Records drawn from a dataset

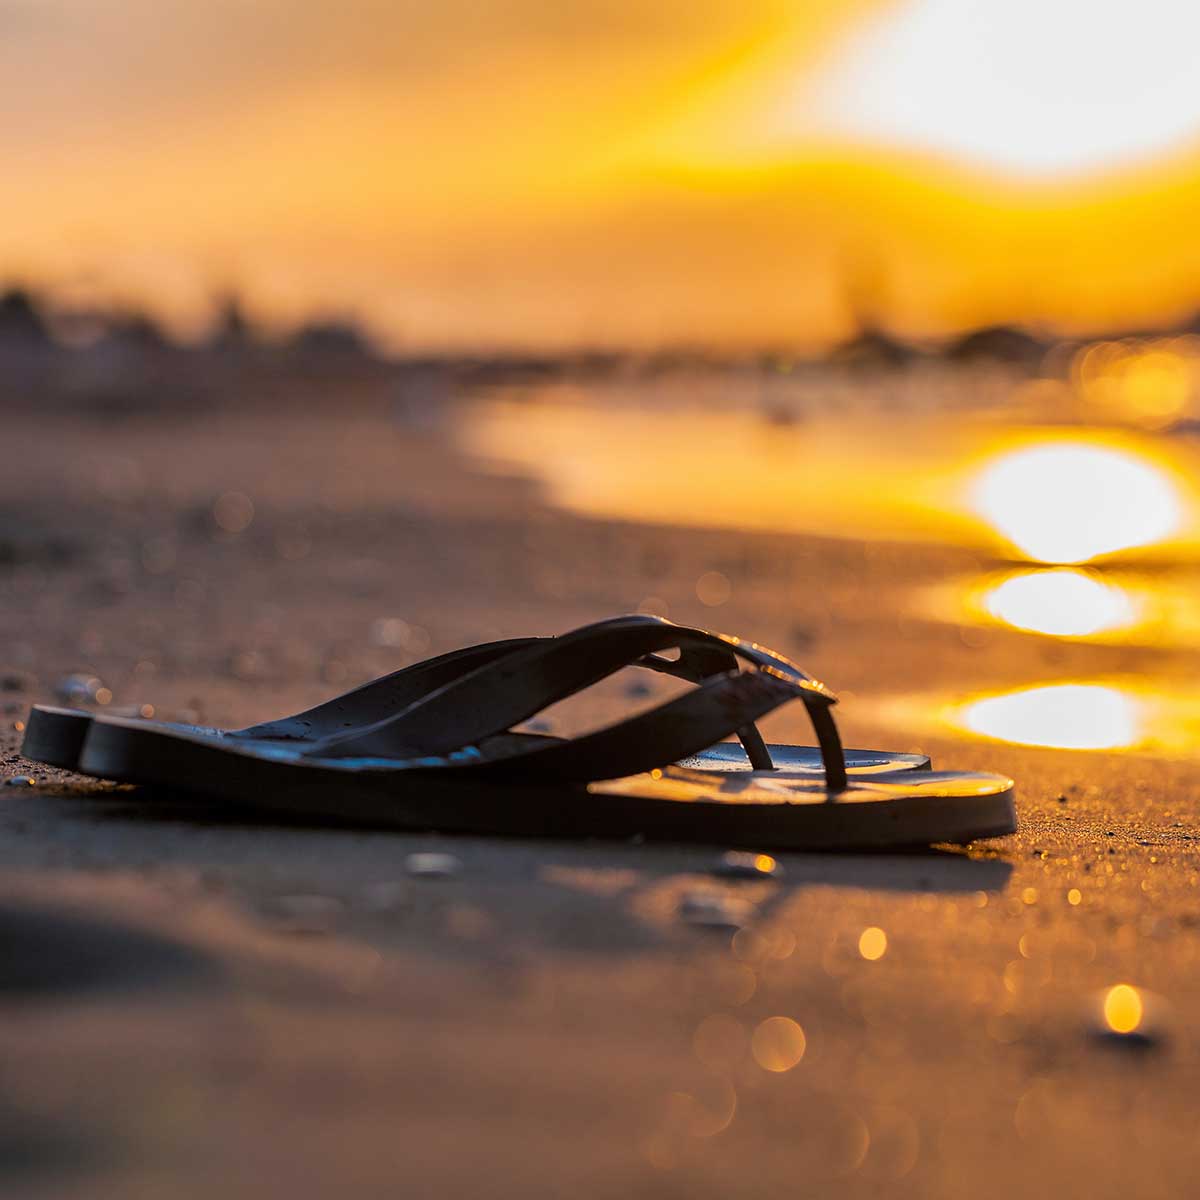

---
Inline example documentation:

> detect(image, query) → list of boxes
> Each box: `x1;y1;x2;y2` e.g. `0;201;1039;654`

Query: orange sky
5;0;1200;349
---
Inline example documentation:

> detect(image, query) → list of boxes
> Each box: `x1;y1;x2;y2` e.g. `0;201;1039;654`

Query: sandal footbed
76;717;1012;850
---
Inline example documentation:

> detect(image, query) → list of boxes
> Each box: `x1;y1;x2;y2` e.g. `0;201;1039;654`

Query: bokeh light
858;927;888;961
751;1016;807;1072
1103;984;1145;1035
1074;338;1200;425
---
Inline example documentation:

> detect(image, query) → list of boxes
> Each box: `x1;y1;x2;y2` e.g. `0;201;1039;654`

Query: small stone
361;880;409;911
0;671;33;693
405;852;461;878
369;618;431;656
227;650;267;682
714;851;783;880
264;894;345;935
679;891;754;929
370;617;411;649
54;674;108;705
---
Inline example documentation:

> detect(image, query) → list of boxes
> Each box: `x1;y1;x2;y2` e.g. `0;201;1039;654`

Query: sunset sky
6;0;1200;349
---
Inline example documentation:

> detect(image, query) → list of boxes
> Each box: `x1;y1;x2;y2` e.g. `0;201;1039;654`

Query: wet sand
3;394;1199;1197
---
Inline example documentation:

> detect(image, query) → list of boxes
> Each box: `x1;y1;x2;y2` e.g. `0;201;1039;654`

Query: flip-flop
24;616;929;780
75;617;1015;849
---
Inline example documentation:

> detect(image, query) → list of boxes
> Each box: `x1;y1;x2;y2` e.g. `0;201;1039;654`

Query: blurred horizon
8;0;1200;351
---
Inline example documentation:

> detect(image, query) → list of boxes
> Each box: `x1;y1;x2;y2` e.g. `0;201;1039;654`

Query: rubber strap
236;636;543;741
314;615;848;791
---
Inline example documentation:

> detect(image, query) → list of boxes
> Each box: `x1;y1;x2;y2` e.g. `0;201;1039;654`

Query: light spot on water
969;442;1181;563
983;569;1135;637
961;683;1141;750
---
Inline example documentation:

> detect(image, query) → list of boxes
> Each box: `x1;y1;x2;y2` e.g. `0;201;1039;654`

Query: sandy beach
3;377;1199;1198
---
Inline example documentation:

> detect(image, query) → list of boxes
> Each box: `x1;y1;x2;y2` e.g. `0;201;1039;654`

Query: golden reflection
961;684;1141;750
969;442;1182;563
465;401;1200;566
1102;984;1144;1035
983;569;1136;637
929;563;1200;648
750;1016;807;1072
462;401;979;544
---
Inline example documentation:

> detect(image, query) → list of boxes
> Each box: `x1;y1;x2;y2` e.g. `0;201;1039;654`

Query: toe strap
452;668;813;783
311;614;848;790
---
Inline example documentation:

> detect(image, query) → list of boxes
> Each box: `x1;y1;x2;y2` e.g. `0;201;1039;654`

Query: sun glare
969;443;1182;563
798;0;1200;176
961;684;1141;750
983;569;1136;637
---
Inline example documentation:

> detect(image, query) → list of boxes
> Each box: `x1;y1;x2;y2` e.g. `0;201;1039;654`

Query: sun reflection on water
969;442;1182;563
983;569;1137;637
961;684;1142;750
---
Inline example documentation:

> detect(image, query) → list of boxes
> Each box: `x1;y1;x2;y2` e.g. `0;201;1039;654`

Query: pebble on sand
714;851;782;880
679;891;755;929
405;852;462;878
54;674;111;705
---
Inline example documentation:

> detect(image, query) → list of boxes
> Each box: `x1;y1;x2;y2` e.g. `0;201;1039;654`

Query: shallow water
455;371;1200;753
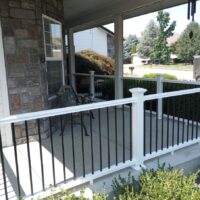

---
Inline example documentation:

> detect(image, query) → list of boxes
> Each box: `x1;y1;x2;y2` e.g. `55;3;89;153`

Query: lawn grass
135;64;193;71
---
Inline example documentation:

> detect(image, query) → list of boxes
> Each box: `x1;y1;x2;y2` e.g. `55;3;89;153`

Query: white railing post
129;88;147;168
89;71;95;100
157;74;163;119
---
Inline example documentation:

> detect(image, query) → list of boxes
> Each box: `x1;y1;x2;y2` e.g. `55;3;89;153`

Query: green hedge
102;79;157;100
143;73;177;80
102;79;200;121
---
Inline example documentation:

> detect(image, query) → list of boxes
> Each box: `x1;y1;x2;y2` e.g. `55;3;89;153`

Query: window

### REQUIRED WORK
Would you return all of the entries unchanged while omitting the images?

### TASK RESPONSE
---
Inline example documentation:

> detect(image, query) → list of boxes
> Each box: `x1;y1;x2;y2` e.g. `0;201;1039;654`

Query: orange sky
5;0;1200;349
---
Inline example documentation:

> detect(image, query) → list of boxes
> Each box: `x1;y1;x2;y2` e.g. `0;201;1039;654`

Query: sandal footbed
76;717;1012;850
---
Inline example documentation:

> detect(image, query) → list of boxes
> Each box: `x1;y1;x2;y2` e.g. `0;201;1039;654`

Query: bokeh light
858;927;888;961
751;1016;807;1072
1103;984;1145;1035
1074;338;1200;425
---
Inline example documentation:

> detect(image, query) → list of boxes
> Each box: `x1;y1;x2;y2` e.g. `0;201;1039;654`

Query: small stone
361;880;409;911
0;671;33;693
405;852;461;878
369;618;431;656
227;650;267;682
714;851;783;880
264;894;345;935
679;891;754;929
370;617;411;649
54;674;108;705
---
Inline example documentation:

> detect(image, query) → list of boxes
> Each box: `x1;y1;x2;y2` e.g. `0;201;1039;654`

Query: sunset sky
6;0;1200;349
---
Inline example documentation:

> detect(image, query) → list of boxes
> Each box: `x1;y1;x2;y2` e.g. `0;201;1039;654`

Query: wet sand
3;394;1199;1197
---
Inline example documentation:

> detect(image, query) → list of boxes
> Each box: `x1;y1;x2;y2` e.g. `0;201;1039;654`

Query: flip-flop
24;616;929;780
75;617;1015;849
---
Inline example documentation:

> detect(image, query) → list of boxes
> Each box: `x1;y1;x2;y2` e.g. `0;201;1039;654`

Query: blurred horizon
8;0;1200;351
---
Inline example documentation:

> detect(image, query) → list of boxes
> Each box: `x1;y1;x2;y2` e.g. `0;201;1039;654`

Query: rubber strap
236;636;543;741
314;615;848;791
---
Inline example documentation:

> detect(image, query) → list of boxes
> Each box: `x1;y1;x2;y2` e.g. `0;201;1039;654`

Query: light spot on water
969;442;1181;563
983;569;1135;637
961;683;1141;750
---
Inline example documentation:

> detect(image, query) → list of boxes
> Each box: `x1;y1;x2;y2` e.g. `0;201;1039;654`

Query: sandy beach
3;377;1199;1198
---
Inline example documentation:

> detect(image, query) → list of boxes
> Each box: `x1;y1;x2;y2` e.g. `0;201;1039;654`

Query: golden reflection
961;684;1141;750
969;442;1182;563
465;401;1200;566
1102;984;1144;1035
983;569;1136;637
929;563;1200;648
750;1016;807;1072
462;401;979;544
---
Inline example documentation:

> detect(image, query) → list of boxes
> Each box: `x1;y1;x2;y2` e.g. `0;201;1039;654`

Query: toe strap
452;668;813;783
311;614;848;790
---
Inline example documentation:

> detect(image, query) → list of boxes
> Each box: `x1;y1;x2;y2` e.g. `0;201;1039;654`

Query: sun glare
969;443;1182;563
798;0;1200;176
961;684;1141;750
983;569;1136;637
---
Inline example documentation:

> detect(image, query) → list of boxes
> Each box: `x1;y1;x2;y2` e.g. `0;201;1039;654`

Query: sun reflection on water
969;442;1182;563
983;569;1137;637
961;684;1142;750
---
Inline example documentation:

> detect(image, query) → list of boxes
> Each box: `x1;y1;x2;y2` e.g. `0;201;1039;654`

Query: pebble on sand
714;851;782;880
679;891;755;929
405;852;462;878
54;674;111;705
---
Inline example documentation:

> detect(image, query) → list of boxes
> Each box: `x1;y1;x2;y2` e.g. `0;201;1039;654`

Query: shallow water
455;371;1200;753

---
Inline example documentation:

> detect(image, query) → list of boxes
> Each box: `x1;y1;x2;y2` e.g. `55;3;89;153`

Query: lawn grass
135;64;193;71
---
Inline example documentation:

> detect(image, query) → list of boxes
> Each box: `x1;y1;x2;y2` e.g. `55;3;89;153`

Query: white railing post
129;88;147;168
89;71;95;100
157;74;163;119
---
Inline example documentation:

> detect(image, query) → list of boxes
> Each box: `x1;y1;x2;y2` e.g. `55;3;89;153`

Query: green hedge
102;79;157;100
143;73;177;80
102;79;200;121
---
Inline example documentation:

> detect(image, query) → list of boxes
> Each box: `x1;y1;x2;y2` e.g. `55;3;89;153`

Query: window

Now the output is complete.